DESCRIPTION OF THE TASK:
Answer these questions from the passage on judicial review below.
(a) Which case does the passage cite, and what size of bench decided it?
(b) Which rules does the passage say do not apply to disciplinary proceedings?
(c) What may the Court/Tribunal do when a conclusion or finding is one that no reasonable person would have ever reached?

PASSAGE:
• • • •
9. In B.C. Chaturvedi Vrs. Union of India, (1995) 6 SCC 749, again, a three Judge Bench of this Court has
held that power of judicial review is not an appeal from a decision but a review of the manner in which the decision is made. Power of judicial review is meant to ensure that the individual receives fair treatment and not to ensure that the conclusion which the authority reaches is necessarily correct in the eyes of the court. The Court/Tribunal in its power of judicial review does not act as an appellate authority to re-appreciate the evidence and to arrive at its own independent findings on the evidence. It was held as under:
812. Judicial review is not an appeal from a decision but a review of the manner in which the decision is made. Power of judicial review is meant to ensure that the individual receives fair treatment and not to ensure that the conclusion which the authority reaches is necessarily correct in the eye of the court.
When an inquiry is conducted on charges of misconduct by a public servant, the Court/Tribunal is concerned to determine whether the inquiry was held by a competent officer or whether rules of natural justice are complied with.
Whether the findings or conclusions are based on some evidence, the authority entrusted with the power to hold inquiry has jurisdiction, power and authority to reach a finding of fact or conclusion. But that finding must be based on some evidence. Neither the technical rules of Evidence Act nor of proof of fact or evidence as defined therein, apply to disciplinary proceeding. When the authority accepts that evidence and conclusion receives support
therefrom, the disciplinary authority is entitled to hold that the delinquent officer is guilty of the charge. The Court/Tribunal in its power of judicial review does not act as appellate authority to re-appreciate the evidence and to arrive at its own independent findings on the evidence. The Court/Tribunal may interfere where the authority held the proceedings against the delinquent officer in a manner inconsistent with the rules of natural justice or in violation of statutory rules prescribing the mode of inquiry or where the conclusion or finding reached by the disciplinary authority is based on no evidence. If the conclusion or finding be such as no reasonable person would have ever reached, the Court/Tribunal may interfere with the conclusion or the finding, and mould the relief so as to make it appropriate to the facts of each case.
• • • •
[Data items]

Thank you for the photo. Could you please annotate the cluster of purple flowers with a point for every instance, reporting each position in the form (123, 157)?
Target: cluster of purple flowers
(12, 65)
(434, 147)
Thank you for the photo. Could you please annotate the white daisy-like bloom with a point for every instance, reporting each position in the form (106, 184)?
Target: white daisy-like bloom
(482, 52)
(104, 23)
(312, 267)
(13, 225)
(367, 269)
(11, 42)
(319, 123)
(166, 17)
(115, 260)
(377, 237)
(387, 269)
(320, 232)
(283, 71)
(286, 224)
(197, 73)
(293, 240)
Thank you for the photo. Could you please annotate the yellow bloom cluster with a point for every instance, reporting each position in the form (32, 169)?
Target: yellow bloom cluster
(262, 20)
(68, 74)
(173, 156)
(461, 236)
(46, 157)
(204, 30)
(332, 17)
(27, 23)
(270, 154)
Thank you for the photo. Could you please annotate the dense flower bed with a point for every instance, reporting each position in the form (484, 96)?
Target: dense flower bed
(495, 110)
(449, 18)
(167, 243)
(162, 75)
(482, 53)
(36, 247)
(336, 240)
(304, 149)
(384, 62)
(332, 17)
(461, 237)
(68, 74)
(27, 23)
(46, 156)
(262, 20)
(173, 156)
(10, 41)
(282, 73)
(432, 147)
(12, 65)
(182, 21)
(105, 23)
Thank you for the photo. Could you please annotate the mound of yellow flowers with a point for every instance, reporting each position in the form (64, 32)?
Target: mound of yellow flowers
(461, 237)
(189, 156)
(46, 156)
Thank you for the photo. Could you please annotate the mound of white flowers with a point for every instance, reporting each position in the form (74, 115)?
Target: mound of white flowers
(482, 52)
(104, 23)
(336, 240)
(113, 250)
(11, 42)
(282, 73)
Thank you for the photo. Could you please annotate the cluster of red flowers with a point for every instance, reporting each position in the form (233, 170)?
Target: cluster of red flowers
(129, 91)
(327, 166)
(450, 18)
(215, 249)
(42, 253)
• • • •
SOLUTION TO THIS PROBLEM:
(a) B.C. Chaturvedi Vrs. Union of India, (1995) 6 SCC 749, decided by a three Judge Bench.
(b) The technical rules of the Evidence Act, and the rules of proof of fact or evidence as defined in it.
(c) It may interfere with the conclusion or finding and mould the relief to make it appropriate to the facts of each case.